GIVEN INFORMATION ▸
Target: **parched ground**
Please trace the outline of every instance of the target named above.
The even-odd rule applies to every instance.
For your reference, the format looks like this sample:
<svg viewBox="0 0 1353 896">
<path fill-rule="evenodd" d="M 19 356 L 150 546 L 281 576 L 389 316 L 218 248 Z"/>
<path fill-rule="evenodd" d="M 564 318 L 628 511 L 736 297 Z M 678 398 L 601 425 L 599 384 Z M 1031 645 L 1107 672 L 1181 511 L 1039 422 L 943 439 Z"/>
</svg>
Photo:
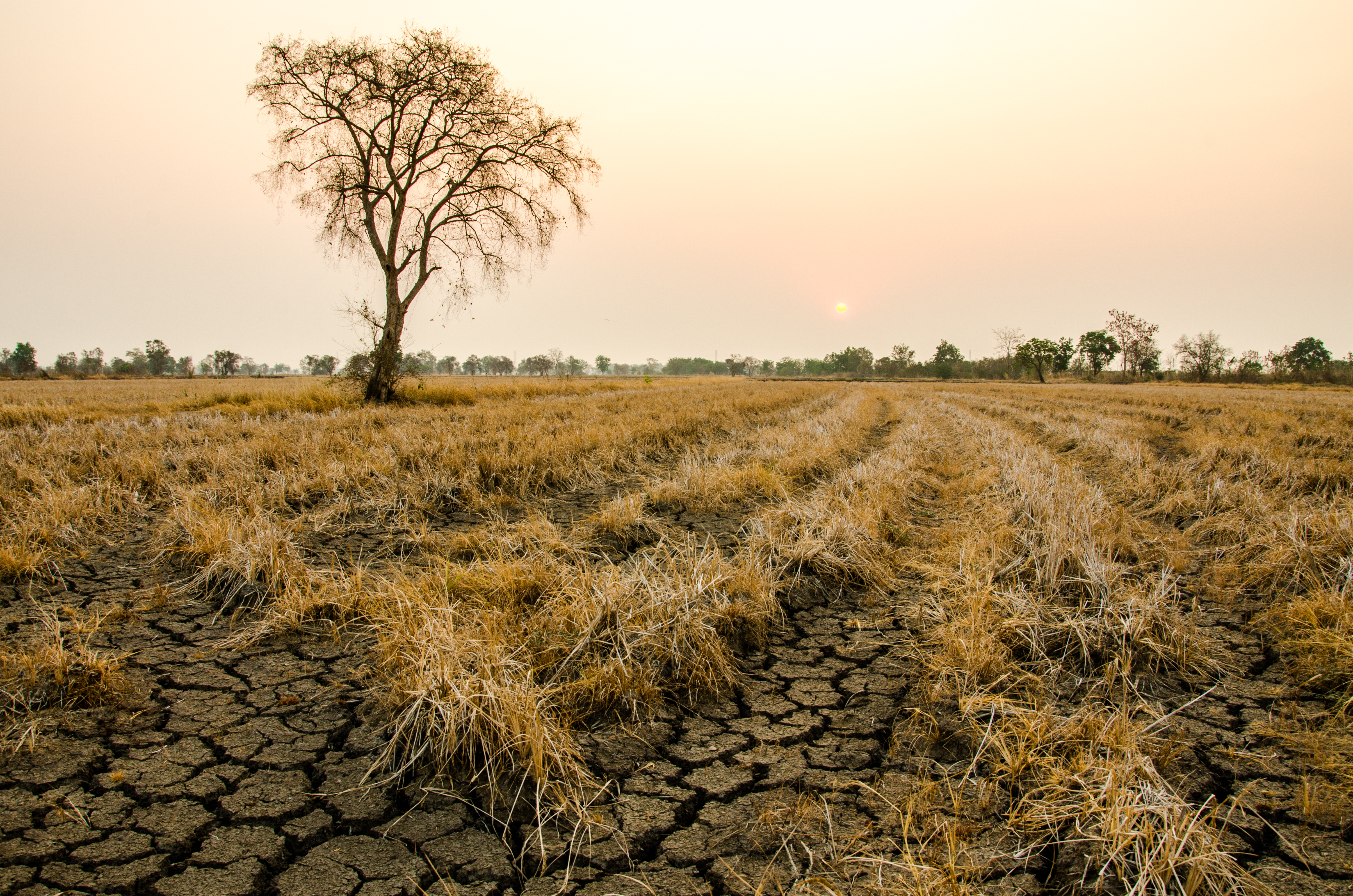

WRITTEN REQUEST ▸ Can you repeat every line of the listing above word for word, leaving out the picture?

WRITTEN SOLUTION ▸
Target: **parched ground**
Please trace the outline of every instance of the target named above.
The even-odd rule applies to every instance.
For your reference, the format looks like this sample:
<svg viewBox="0 0 1353 896">
<path fill-rule="evenodd" d="M 19 356 L 150 546 L 281 576 L 389 316 L 218 248 Z"/>
<path fill-rule="evenodd" d="M 564 318 L 628 511 L 736 297 Z M 678 398 L 601 425 L 599 384 Z M 1031 645 L 1107 672 L 1181 511 L 1039 422 L 943 439 Z"/>
</svg>
Photo:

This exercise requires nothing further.